No. BD-2011-087
S.J.C. Order of Term Suspension entered by Justice Lenk on December 28, 2011. 1
1 The complete Order of the Court is available by contacting the Clerk of the Supreme Judicial Court for Suffolk County.
MEMORANDUM OF DECISION
Bar counsel filed a petition for reciprocal discipline on August 25, 2011, pursuant to S.J.C. Rule 4:01, § 16, as appearing in 425 Mass. 1319 (1997), after the respondent was suspended for six months from the practice of law in Rhode Island. An order to show cause issued on August 26, .2011, directing the respondent to inform the court why the imposition of the identical discipline would be unwarranted. The respondent failed to respond within the required thirty days, but filed a response on November 30, 2011, in which he acknowledged that the sanction sought by bar counsel is appropriate. The respondent did not appear at the hearing before me on December 1, 2011.
1. Background and Procedural History. The respondent is .an attorney duly admitted to .the Bar of the Commonwealth on November 16, 1962.
On December 13, 2010, the Rhode Island Supreme Court ordered that the respondent be suspended from the practice of law in Rhode Island for six months, with particular conditions for reinstatement. The respondent failed to notify the Board of Bar Overseers (board) or bar counsel about his Rhode Island suspension within ten days, as required by S.J.C. Rule 4:01, §16(6).
§ §
* **PROBLEMS AND TASKS**:
a) Rewrite the paragraph of the memorandum beginning "On December 13, 2010" as a short list that keeps its main facts.
b) In the entries, replace "pin" with "marker" in everything from the line containing "Target: dark water" down to the end of the entries, changing nothing else. Give back only those lines.

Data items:
§ §
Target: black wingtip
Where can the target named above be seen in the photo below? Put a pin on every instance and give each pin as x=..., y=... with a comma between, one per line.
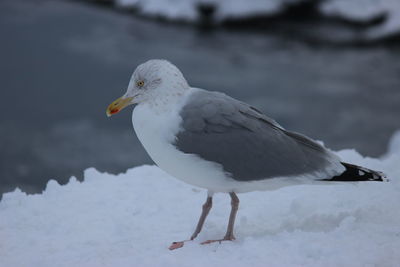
x=354, y=173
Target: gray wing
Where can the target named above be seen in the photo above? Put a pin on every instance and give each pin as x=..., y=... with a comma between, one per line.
x=249, y=145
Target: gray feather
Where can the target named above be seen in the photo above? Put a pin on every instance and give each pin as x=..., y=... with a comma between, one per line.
x=249, y=145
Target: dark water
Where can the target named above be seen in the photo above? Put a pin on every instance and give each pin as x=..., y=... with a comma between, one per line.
x=61, y=63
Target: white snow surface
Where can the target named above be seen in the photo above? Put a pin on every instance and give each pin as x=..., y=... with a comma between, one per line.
§ §
* **TASK-BY-TASK SOLUTIONS**:
a)
- On December 13, 2010, the Rhode Island Supreme Court suspended the respondent from the practice of law in Rhode Island for six months, with particular conditions for reinstatement.
- The respondent did not notify the Board of Bar Overseers or bar counsel of that suspension within ten days, as S.J.C. Rule 4:01, §16(6) requires.

b)
Target: dark water
Where can the target named above be seen in the photo above? Put a marker on every instance and give each marker as x=..., y=... with a comma between, one per line.
x=61, y=63
Target: white snow surface
Where can the target named above be seen in the photo above? Put a marker on every instance and give each marker as x=..., y=... with a comma between, one per line.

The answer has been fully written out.